- Task prompt
Please output each entry in the material beneath exactly as shown.
── Excerpted records
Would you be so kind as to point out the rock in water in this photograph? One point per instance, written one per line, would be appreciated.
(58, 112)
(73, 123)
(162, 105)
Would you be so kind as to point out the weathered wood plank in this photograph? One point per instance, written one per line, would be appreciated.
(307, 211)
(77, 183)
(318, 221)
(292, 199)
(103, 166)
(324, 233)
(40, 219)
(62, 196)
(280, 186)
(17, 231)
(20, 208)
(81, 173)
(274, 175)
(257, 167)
────
- Task answer
Would you be so kind as to point out the rock in water in this photograph? One point per instance, written one per line, would be appreciated.
(58, 112)
(73, 123)
(162, 105)
Would you be so kind as to point out the weathered wood plank in this photograph? One point per instance, written one per line, would be appreciated.
(307, 211)
(77, 183)
(318, 221)
(292, 199)
(103, 166)
(324, 233)
(40, 219)
(62, 196)
(280, 186)
(17, 231)
(20, 208)
(81, 173)
(274, 175)
(257, 167)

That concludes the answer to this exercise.